DIRECTIONS FOR THIS TASK = According to the article on Marathon's Bakken production, what does each of the company's Dunn County wells cost?

TEXT EXTRACT =
# # #
Monthly Archives: January 2013

Marathon’s Bakken Production is Trending Up

Marathon Oil (MRO) has drilled more than 270 wells in North Dakota’s Bakken Shale since 2007.  The company has approximately 416k net acres in the play, with the vast majority lying in NW Williams and NC Dunn Counties.  MRO has smaller Bakken plays in SW Mountrail, NW McLean and a few non-contiguous chunks in McKenzie (for orientation purposes, check map at bottom of article.  The graph below describes the company’s results from its Bakken program.

Marathon Bakken IP Rates
Marathon_Bakken IP Rates
Source: North Dakota Oil & Gas Division/The Energy Harbinger.

Marathon’s Dunn County acreage is its core asset, but production from the County has been mediocre, at least for Bakken standards, to date.  These wells cost $8.6 million a pop and probably need to recover in the neighborhood of 125 thousand barrels of oil (MBbls) to break-even at current commodity prices.  Below are the production results from several of MRO’s Dunn County wells which have IP rates near the program average of 338 barrels of oil per day (BOPD).

Dunn County Declines
Marathon_Dunn County Declines
Source: North Dakota Oil & Gas Division/The Energy Harbinger.
# # #
INFORMATION PROVIDED =
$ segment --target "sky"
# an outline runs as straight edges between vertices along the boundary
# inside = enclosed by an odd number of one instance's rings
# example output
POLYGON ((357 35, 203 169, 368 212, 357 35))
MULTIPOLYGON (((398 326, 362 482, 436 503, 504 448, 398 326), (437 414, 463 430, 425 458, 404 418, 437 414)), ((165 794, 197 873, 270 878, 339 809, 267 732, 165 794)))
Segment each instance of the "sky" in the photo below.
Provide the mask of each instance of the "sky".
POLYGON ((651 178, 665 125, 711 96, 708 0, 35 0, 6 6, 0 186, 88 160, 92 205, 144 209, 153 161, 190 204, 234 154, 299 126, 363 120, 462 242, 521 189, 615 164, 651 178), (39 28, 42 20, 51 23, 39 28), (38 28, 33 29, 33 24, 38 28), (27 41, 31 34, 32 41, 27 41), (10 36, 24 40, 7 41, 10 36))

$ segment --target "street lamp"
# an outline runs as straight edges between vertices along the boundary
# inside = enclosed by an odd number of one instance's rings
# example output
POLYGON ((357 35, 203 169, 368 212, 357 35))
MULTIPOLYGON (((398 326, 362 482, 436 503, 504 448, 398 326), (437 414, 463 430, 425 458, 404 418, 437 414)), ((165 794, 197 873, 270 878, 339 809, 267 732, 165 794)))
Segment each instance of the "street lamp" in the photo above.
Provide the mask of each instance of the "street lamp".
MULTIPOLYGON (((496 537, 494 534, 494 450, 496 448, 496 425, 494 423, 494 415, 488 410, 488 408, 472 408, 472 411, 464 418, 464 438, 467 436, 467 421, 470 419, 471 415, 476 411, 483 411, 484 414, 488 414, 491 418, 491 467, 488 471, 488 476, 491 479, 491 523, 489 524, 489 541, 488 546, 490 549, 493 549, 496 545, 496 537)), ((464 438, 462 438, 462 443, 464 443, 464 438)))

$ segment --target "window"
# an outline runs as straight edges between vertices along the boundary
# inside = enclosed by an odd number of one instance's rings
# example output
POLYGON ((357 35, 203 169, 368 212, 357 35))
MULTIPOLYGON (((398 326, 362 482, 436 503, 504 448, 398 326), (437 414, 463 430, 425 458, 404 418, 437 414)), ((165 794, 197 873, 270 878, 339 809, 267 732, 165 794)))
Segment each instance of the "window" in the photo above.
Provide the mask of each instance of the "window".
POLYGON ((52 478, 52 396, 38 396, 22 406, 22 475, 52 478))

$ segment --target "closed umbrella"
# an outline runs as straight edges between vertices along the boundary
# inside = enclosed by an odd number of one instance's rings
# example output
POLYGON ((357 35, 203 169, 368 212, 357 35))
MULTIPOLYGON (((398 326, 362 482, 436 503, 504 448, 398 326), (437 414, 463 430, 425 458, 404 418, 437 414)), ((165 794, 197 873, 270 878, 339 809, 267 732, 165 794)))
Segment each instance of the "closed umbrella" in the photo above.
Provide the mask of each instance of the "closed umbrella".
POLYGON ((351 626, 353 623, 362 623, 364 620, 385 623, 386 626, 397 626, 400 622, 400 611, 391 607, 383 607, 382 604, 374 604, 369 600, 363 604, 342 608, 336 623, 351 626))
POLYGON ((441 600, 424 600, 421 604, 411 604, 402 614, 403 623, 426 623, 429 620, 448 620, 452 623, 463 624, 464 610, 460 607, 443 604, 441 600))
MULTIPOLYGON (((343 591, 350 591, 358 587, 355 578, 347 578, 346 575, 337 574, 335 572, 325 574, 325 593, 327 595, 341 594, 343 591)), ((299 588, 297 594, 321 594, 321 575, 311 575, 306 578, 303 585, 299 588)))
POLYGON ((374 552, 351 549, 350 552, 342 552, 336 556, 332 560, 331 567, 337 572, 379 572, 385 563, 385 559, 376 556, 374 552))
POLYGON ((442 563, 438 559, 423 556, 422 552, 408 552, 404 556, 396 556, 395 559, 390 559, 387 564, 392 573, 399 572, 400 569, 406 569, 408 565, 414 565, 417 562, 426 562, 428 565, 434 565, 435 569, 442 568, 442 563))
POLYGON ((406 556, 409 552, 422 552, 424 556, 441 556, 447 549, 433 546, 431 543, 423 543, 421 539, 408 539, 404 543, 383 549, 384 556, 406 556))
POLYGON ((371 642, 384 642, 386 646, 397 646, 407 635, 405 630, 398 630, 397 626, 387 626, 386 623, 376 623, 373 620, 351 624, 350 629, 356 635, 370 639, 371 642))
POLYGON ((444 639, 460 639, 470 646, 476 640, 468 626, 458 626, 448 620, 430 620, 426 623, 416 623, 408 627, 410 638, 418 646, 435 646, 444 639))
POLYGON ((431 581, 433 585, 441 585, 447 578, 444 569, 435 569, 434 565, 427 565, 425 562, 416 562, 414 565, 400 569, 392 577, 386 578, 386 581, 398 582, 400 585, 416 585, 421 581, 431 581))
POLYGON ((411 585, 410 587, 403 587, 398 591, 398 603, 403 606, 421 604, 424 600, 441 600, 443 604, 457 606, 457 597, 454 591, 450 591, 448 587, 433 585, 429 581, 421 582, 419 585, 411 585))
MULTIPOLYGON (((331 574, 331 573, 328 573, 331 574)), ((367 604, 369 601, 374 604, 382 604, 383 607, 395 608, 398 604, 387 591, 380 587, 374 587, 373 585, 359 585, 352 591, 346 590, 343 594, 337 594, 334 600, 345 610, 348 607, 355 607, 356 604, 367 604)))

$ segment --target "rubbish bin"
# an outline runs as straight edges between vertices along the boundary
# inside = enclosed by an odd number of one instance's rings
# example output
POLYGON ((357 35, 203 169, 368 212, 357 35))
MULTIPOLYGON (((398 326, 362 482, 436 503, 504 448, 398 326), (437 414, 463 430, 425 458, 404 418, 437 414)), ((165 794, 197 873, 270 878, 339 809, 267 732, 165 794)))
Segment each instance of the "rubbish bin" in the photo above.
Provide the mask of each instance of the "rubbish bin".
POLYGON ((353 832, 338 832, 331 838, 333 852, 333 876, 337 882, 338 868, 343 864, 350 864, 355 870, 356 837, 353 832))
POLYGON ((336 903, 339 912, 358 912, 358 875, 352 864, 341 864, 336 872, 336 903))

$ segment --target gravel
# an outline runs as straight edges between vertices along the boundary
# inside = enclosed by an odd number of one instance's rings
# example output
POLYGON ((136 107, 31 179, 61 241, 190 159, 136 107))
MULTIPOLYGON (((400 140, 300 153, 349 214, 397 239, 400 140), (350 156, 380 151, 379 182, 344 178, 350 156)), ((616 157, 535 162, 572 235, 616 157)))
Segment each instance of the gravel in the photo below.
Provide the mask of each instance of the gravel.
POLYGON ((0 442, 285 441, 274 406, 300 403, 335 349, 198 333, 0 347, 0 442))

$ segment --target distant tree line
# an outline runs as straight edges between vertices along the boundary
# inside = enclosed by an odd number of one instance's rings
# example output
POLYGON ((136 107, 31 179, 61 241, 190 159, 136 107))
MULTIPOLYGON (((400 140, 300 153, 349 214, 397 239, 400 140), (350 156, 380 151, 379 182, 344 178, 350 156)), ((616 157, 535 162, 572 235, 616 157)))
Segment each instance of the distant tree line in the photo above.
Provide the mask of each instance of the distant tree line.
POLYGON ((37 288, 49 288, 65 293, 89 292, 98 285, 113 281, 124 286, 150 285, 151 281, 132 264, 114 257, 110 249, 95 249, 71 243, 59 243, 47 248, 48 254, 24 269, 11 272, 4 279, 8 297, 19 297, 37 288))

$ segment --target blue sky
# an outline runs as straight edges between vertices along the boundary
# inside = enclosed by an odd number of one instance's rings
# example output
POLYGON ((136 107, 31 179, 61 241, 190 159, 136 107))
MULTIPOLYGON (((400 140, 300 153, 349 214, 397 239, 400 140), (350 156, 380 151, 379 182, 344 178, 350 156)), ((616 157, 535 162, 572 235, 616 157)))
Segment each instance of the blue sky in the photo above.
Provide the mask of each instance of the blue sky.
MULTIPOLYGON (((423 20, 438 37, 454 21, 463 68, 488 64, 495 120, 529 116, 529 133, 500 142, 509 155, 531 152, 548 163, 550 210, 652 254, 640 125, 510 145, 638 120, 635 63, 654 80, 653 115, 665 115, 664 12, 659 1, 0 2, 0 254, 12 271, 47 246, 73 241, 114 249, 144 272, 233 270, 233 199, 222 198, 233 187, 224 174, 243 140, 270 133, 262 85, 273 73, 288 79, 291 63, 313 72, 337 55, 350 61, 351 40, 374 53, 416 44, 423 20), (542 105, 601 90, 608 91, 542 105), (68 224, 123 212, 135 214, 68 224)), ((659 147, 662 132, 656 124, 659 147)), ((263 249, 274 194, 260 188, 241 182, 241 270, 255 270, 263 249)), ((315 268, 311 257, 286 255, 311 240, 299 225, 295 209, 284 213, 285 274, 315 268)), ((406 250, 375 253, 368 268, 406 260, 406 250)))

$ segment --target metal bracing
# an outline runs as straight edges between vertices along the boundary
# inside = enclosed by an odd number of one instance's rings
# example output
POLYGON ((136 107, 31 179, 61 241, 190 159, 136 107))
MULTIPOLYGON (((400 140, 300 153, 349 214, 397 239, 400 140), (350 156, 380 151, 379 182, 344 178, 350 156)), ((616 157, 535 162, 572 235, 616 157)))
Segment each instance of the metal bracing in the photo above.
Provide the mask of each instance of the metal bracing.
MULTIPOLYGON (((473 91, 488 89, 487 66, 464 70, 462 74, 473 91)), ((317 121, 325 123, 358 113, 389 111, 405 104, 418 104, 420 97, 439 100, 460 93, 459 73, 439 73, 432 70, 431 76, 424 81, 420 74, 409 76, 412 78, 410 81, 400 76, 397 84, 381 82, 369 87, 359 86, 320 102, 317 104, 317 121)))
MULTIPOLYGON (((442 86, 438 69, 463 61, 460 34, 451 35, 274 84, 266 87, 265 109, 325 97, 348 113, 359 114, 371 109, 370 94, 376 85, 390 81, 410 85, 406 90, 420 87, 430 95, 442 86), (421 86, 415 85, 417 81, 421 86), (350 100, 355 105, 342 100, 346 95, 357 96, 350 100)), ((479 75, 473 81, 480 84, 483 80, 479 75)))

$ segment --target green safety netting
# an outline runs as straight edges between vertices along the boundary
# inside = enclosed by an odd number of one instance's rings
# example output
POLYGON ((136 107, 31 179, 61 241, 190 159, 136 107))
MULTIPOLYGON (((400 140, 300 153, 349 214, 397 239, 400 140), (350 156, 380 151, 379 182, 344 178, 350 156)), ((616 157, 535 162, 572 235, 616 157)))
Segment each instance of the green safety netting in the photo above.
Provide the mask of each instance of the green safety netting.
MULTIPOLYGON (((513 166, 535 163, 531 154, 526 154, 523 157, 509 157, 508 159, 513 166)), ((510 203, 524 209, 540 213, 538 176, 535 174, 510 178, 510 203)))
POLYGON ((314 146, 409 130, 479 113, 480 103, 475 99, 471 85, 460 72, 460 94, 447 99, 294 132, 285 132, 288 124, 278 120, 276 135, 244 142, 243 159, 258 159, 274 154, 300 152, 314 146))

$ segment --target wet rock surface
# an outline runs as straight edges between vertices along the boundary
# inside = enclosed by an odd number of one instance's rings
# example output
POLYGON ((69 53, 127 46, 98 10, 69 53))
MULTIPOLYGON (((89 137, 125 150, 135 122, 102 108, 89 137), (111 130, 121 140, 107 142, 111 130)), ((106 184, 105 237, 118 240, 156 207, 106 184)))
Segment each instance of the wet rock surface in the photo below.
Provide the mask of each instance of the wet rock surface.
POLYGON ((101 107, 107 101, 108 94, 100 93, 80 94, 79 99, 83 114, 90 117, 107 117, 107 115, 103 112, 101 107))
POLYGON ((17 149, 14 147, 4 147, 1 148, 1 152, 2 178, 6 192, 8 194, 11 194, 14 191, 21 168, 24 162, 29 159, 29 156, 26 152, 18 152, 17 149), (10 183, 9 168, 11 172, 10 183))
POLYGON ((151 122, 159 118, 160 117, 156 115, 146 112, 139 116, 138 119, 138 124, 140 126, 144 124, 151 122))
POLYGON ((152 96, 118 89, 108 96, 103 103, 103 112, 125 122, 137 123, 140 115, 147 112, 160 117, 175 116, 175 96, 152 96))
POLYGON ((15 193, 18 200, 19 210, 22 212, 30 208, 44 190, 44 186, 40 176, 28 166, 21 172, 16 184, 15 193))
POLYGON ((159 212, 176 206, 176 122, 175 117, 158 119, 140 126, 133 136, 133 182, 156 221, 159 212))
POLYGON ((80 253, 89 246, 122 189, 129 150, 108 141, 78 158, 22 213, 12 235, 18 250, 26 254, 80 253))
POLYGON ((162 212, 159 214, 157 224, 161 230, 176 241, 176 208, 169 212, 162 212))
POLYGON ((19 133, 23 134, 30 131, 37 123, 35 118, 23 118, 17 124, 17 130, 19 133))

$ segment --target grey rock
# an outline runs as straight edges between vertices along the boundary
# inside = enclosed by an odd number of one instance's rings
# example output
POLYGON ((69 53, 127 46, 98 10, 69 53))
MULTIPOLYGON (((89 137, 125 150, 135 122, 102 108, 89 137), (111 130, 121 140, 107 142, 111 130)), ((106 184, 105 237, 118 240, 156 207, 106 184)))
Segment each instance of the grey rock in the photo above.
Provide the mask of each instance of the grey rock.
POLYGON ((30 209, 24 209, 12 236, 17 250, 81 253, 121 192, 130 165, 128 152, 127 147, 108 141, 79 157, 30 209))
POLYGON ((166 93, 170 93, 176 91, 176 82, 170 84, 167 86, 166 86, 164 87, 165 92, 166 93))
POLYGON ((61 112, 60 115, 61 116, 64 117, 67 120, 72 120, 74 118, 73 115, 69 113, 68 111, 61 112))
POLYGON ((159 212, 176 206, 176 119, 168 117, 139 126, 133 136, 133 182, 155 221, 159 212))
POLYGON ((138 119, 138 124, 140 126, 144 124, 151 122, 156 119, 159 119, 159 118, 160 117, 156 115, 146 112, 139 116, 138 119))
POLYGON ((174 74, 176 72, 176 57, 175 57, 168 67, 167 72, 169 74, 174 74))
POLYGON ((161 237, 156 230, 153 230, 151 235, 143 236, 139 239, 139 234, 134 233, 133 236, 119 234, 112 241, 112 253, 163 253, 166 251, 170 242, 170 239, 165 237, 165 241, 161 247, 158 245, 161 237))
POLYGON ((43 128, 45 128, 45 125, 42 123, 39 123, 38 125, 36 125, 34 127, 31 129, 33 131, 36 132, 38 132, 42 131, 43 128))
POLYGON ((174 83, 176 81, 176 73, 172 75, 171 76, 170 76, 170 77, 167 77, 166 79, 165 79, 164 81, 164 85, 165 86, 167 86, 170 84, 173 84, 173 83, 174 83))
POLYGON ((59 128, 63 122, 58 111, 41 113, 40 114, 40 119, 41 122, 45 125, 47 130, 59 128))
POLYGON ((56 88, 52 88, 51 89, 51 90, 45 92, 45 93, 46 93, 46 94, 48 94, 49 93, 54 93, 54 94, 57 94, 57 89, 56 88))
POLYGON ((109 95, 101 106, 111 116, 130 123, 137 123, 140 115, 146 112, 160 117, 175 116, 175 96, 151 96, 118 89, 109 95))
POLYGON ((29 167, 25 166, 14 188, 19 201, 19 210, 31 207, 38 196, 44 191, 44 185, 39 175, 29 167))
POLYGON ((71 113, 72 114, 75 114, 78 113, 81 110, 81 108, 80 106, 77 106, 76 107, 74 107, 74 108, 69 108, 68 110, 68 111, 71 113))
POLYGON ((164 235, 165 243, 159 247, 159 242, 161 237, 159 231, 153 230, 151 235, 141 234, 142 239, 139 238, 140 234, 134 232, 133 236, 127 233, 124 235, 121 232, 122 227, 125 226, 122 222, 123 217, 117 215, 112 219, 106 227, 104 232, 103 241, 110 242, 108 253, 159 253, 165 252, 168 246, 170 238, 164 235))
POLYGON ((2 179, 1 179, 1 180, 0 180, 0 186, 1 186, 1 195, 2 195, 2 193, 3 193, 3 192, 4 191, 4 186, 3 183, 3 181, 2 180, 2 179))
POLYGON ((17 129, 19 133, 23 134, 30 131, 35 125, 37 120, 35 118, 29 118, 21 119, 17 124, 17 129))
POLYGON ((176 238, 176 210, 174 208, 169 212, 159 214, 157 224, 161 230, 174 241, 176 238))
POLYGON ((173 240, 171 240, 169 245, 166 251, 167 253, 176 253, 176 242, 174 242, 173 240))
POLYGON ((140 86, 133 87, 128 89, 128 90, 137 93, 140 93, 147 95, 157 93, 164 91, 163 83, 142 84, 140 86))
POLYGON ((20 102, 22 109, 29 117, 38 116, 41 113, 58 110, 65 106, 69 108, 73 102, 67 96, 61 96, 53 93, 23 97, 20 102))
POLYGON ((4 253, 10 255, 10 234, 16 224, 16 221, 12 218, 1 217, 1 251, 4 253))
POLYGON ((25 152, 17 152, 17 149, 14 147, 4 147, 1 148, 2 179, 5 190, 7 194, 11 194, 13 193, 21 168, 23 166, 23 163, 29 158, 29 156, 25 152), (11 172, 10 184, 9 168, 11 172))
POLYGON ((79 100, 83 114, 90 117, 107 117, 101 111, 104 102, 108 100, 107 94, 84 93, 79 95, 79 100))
# # #
ANSWER BELOW = $8.6 million per well.